*** EXERCISE TEXT Section Begins ***
ISOLATION OF CHLOROPLAST COMPONENTS
- The development of techniques for isolating chloroplasts and their various components has played an important role in advancing our understanding of the functional organization of this organelle.
- Chloroplasts can be isolated from plant cells in one of several different ways.
- Some procedures utilize harsh homogenization techniques, such as grinding cells with sand using a mortar and pestle, to break the cell wall and release the chloroplasts into’ solution.
- Following removal of nuclei by centrifugation at low speed, chloroplasts are collected by centrifuging at low speed, chloroplasts are collected by centrifuging at higher speeds.
- A more recent approach to chloroplast isolation employs the enzymes cellulase and pectinase to break down the cell wall.
- The advantage of this approach is that the resulting wall-less cells, or protoplasts, can be disrupted by gentler techniques prior to isolating chloroplasts by centrifugation.
- Chloroplasts isolated under harsh conditions are usually capable of carrying out the light-induced production of oxygen, ATP, and NADPH, but not C02 fixation.
- Electron micrographs of such defective class II chloroplasts reveal the presence of little or no stroma, and broken or missing outer envelopes.
- In contrast gentle disruption techniques yield completely intact class I chloroplasts that are capable of carrying out the complete pathway of photosynthesis, including C02 fixation.
- Class I and II chloroplast preparations have both been useful as starting material for isolating the various membranes and compartments that make up the chloroplast.
- In one commonly used procedure, class I chloroplasts are suspended in a hypotonic solution to rupture the chloroplast envelope, followed by isodensity centrifugation to separate the stroma, outer envelope, and. thylakoids from one another.
*** EXERCISE TEXT Section Ends ***
*** MATERIAL PROVIDED Section Begins ***
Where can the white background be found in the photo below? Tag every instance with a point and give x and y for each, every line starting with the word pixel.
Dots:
*** MATERIAL PROVIDED Section Ends ***
*** MATERIAL PROVIDED Section Begins ***
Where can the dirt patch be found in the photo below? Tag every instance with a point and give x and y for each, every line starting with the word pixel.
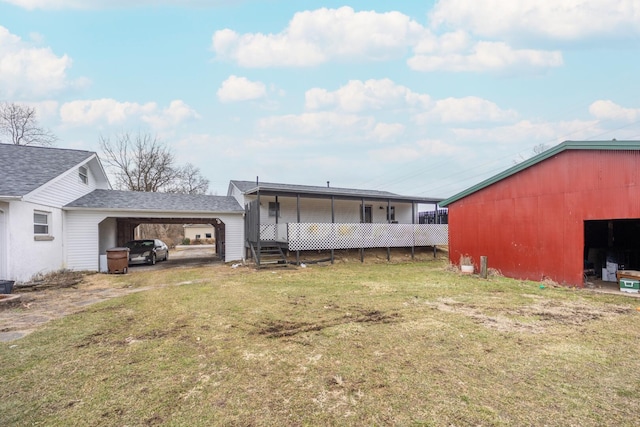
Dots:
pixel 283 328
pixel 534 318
*** MATERIAL PROVIDED Section Ends ***
*** MATERIAL PROVIDED Section Begins ***
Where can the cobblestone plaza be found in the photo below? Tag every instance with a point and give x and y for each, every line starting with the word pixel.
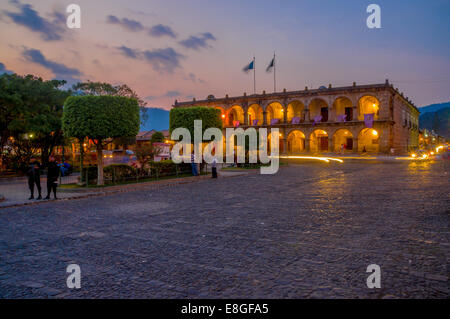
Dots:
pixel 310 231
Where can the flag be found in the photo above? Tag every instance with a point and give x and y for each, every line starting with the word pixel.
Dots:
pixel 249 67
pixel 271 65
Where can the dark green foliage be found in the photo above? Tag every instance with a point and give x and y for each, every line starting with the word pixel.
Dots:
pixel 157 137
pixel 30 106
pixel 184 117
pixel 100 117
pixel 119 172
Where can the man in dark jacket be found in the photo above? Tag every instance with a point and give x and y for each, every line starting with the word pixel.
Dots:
*** MATERIAL PROVIDED Section Ends ***
WHAT TO DO:
• 1. From the passage on chloroplast isolation, list the three chloroplast parts that isodensity centrifugation separates from one another.
• 2. Write the next part of the passage on chloroplast isolation, starting after its final sentence.
You do not need the material above to complete these tasks.

RESPONSES BY ITEM NUMBER:
• 1. stroma, outer envelope, thylakoids

• 2.
- Alternatively, class II chloroplasts lacking the outer envelope and stroma can be used as starting material for separating the thylakoid membranes into stacked and unstacked thylakoids.
- In this approach chloroplasts are disrupted in a special apparatus, called a French pressure cell,that shears the thylakoid membranes by forcing them through a small orifice following rapid decompression.
- This shearing process breaks the connections between the stacked and unstacked thylakoids, thereby allowing the two membrane fractions to be separated from one another by differential centrifugation.
- Biochemical studies involving components isolated in these ways have provided a great deal of information concerning the functional organization of the chloroplast
FUNCTIONS
- The most important function of chloroplasts is to carry out the process of photosynthesis.
- The process includes the light reaction and dark reactions.
- The light reaction takes place in the grana of the thylakoid membrane.
- In light reactions NADPH and ATP are produced.
- Dark reaction occurs in stroma of the chloroplast.
- In this reaction reducing the power of NADPH is used to fix co2 into carbohydrates.